-- Supplied data start --

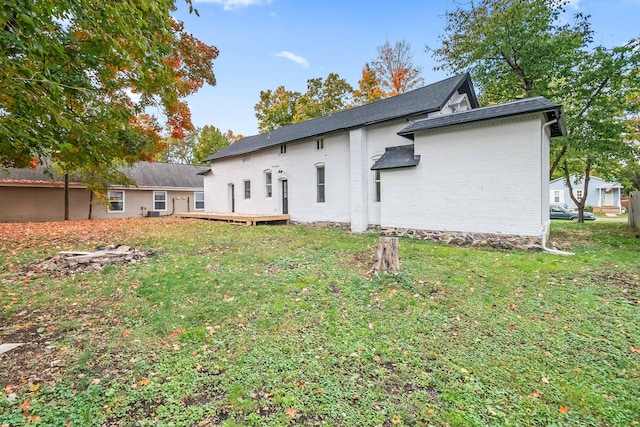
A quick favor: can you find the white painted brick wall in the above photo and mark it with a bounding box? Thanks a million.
[382,115,548,236]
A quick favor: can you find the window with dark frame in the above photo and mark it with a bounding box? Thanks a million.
[264,171,273,197]
[153,191,167,211]
[316,165,325,203]
[193,191,204,211]
[108,191,124,212]
[373,169,380,202]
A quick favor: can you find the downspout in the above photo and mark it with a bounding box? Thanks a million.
[540,119,575,255]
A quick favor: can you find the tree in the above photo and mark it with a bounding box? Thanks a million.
[353,62,384,105]
[293,73,353,123]
[365,40,424,97]
[156,128,201,165]
[427,0,639,221]
[156,125,236,165]
[254,86,301,132]
[0,0,218,176]
[254,73,353,132]
[194,125,235,163]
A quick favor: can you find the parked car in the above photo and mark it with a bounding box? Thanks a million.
[549,205,596,221]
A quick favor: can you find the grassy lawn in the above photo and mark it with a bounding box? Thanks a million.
[0,218,640,426]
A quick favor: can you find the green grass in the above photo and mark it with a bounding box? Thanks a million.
[0,220,640,426]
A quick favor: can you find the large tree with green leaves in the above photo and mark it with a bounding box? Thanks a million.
[0,0,218,171]
[254,73,353,132]
[430,0,640,224]
[253,86,302,132]
[293,73,353,123]
[156,125,242,165]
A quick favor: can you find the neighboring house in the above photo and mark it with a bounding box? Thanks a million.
[549,176,624,213]
[0,162,205,222]
[204,74,564,247]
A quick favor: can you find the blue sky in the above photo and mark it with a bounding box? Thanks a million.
[175,0,640,136]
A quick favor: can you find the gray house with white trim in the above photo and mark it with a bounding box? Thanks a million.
[549,176,624,214]
[204,74,565,249]
[0,162,206,222]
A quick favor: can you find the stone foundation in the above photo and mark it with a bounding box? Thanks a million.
[380,227,542,252]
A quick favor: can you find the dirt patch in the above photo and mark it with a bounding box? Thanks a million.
[591,272,640,304]
[16,245,154,277]
[0,324,65,391]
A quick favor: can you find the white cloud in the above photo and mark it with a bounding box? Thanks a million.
[276,50,309,67]
[193,0,272,10]
[567,0,580,10]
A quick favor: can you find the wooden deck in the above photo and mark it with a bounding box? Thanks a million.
[174,212,291,225]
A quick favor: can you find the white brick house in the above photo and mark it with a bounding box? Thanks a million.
[204,74,564,247]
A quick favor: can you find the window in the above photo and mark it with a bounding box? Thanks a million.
[153,191,167,211]
[316,165,324,203]
[108,191,124,212]
[373,170,380,202]
[264,171,273,197]
[193,191,204,211]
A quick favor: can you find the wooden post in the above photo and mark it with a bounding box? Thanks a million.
[369,237,400,276]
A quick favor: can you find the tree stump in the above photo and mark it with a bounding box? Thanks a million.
[369,237,400,276]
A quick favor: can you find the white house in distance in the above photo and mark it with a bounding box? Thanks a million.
[549,176,624,214]
[204,74,564,247]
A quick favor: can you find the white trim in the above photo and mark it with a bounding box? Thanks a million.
[151,190,169,212]
[107,190,125,213]
[242,179,251,200]
[193,191,204,211]
[262,169,273,199]
[314,163,327,203]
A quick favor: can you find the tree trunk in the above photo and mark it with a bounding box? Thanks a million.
[369,237,400,276]
[88,190,93,219]
[64,171,69,221]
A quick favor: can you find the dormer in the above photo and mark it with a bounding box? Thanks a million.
[428,91,472,117]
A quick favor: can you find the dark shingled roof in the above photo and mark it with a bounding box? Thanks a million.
[371,144,420,170]
[123,162,206,188]
[205,73,478,161]
[0,162,206,188]
[398,96,566,139]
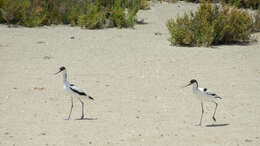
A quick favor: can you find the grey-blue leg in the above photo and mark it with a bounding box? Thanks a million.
[79,98,84,120]
[66,96,73,120]
[198,102,204,126]
[212,102,218,122]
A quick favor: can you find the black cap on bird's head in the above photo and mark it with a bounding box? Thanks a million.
[55,66,66,75]
[185,79,198,87]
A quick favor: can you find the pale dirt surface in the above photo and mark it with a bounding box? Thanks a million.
[0,3,260,146]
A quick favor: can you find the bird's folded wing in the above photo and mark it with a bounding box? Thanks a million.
[206,92,221,99]
[70,84,87,96]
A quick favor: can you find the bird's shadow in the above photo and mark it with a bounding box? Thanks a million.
[206,123,230,127]
[75,118,97,120]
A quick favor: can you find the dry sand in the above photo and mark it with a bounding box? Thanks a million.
[0,2,260,146]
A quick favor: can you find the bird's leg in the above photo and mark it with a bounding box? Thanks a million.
[79,98,84,120]
[66,96,73,120]
[198,102,204,126]
[212,102,218,122]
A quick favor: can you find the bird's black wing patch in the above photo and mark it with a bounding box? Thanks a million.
[70,84,87,96]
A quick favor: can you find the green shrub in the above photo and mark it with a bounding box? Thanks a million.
[0,0,140,29]
[79,3,105,29]
[167,2,252,46]
[225,0,260,9]
[253,8,260,32]
[110,5,126,28]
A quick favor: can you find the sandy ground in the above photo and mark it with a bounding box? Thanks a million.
[0,3,260,146]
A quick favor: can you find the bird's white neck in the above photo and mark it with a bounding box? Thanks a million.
[62,70,67,84]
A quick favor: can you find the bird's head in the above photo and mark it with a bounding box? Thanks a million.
[185,79,198,87]
[55,66,66,75]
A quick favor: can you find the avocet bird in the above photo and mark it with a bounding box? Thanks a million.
[55,66,94,120]
[185,79,222,126]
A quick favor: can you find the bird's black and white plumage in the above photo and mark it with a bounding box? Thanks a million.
[185,79,222,126]
[55,66,94,120]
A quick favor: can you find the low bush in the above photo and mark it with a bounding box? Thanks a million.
[253,9,260,32]
[225,0,260,9]
[0,0,142,29]
[79,4,105,29]
[167,2,253,46]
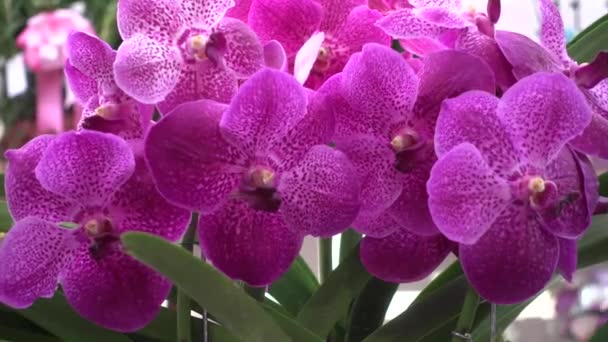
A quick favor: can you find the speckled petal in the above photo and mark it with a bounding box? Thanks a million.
[35,131,135,206]
[4,135,79,223]
[180,0,235,30]
[361,223,452,283]
[427,143,511,244]
[116,0,184,43]
[435,90,519,178]
[248,0,323,57]
[220,68,307,156]
[199,200,303,286]
[459,206,559,304]
[0,216,77,309]
[59,244,171,332]
[114,35,182,104]
[497,73,591,168]
[145,100,246,212]
[157,59,238,115]
[277,145,360,237]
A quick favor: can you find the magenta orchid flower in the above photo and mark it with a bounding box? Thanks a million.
[496,0,608,159]
[0,131,190,332]
[319,44,495,282]
[65,32,154,140]
[145,69,359,286]
[249,0,390,89]
[427,73,598,304]
[114,0,264,113]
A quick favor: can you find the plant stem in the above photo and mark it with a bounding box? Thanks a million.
[452,286,479,342]
[177,213,198,342]
[319,238,333,283]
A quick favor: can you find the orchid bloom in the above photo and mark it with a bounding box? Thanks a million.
[114,0,265,113]
[0,131,190,332]
[65,32,154,140]
[145,69,359,286]
[427,73,598,304]
[249,0,390,89]
[17,9,93,133]
[496,0,608,159]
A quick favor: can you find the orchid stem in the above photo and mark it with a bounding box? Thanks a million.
[452,286,480,342]
[177,213,198,342]
[319,238,332,283]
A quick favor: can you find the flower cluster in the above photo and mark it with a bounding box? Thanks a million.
[0,0,608,331]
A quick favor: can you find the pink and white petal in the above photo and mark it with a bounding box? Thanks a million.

-- Supplied data end --

● **Task brief**
Rewrite every line from the start of the items through the line holding "[540,119,575,255]", inclusive, with each bounding box coordinate scaled by 0.8 and rounded to a whole number, halves rounding up. Keep the requests word for word, and leave the pictures out.

● **Response to the task**
A quick favor: can you find the white painted brick wall in the above photo and mark it with a bounding box? Thanks a million.
[306,92,438,189]
A quick favor: can you find the window with dark frame in the above photo and mark it with a bounding box? Thanks a million.
[211,137,218,158]
[122,153,134,169]
[253,132,260,162]
[154,153,163,169]
[86,153,99,170]
[298,135,304,162]
A quick favor: can you find the downspout in the above photo and mark it with a bounding box? Thanks a million.
[432,95,460,204]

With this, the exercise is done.